Start of Block
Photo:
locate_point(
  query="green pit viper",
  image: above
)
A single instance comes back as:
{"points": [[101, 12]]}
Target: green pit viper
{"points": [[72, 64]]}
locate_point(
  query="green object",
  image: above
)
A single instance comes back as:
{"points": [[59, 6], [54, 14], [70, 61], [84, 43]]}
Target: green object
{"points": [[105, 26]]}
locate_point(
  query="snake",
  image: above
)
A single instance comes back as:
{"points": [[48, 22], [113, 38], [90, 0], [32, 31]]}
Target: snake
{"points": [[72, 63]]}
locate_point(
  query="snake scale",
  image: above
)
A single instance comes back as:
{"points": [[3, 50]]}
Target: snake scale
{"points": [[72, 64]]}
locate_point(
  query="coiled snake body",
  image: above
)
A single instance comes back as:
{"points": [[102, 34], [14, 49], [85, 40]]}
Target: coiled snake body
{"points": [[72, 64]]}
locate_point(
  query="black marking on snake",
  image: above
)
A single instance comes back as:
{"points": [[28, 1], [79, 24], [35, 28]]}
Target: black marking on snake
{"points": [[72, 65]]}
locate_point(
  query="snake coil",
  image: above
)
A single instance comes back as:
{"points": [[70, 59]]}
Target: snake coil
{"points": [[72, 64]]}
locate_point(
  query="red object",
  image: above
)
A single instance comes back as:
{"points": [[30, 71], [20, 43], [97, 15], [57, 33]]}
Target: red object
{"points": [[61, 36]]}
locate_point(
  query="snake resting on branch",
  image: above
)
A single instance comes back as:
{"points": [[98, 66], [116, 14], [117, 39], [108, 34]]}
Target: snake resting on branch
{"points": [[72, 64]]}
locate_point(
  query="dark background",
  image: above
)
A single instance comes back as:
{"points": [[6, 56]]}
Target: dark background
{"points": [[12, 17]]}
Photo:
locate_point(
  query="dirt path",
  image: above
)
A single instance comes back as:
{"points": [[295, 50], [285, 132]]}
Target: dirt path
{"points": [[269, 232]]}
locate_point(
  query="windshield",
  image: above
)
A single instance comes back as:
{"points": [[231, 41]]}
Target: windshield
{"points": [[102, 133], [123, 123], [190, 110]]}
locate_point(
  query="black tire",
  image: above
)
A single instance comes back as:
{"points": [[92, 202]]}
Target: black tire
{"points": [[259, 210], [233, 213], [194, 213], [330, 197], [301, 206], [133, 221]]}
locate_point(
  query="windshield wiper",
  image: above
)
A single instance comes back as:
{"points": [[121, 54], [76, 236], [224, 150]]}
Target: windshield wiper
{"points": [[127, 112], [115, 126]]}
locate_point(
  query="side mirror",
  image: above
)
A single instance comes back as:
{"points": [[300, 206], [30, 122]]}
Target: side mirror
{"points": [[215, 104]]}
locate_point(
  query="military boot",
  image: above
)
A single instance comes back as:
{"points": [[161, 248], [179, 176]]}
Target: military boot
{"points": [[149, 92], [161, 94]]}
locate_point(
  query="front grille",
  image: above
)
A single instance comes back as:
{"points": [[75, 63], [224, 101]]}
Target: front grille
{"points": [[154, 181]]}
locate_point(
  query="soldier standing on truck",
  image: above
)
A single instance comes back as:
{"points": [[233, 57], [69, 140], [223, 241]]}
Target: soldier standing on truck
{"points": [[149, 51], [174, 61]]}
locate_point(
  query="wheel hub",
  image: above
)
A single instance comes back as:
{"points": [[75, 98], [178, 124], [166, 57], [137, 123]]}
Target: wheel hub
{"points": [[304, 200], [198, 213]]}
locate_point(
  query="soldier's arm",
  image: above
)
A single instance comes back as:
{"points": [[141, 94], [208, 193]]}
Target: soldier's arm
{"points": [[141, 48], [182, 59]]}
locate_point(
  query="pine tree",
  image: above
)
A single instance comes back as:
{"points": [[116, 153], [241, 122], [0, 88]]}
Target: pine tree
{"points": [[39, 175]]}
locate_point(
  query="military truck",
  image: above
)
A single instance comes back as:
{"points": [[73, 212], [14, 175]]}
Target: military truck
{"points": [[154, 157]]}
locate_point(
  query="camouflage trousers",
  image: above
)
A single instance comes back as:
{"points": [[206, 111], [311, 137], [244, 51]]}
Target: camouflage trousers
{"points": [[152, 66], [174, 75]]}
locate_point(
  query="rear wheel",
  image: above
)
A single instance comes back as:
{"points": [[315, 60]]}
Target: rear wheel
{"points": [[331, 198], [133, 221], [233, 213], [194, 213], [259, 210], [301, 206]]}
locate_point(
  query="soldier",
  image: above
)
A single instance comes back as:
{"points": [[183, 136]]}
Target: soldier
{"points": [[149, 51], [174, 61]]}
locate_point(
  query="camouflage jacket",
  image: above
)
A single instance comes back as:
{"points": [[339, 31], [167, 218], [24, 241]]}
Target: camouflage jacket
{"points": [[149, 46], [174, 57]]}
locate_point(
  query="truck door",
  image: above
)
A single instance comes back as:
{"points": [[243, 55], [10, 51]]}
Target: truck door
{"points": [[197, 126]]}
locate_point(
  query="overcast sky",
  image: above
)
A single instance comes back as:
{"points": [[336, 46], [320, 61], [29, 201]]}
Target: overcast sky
End of Block
THE PROBLEM ▸ How many lines in these records hold the string "overcast"? Reply with the number alone.

SOLVED PROBLEM ▸ 2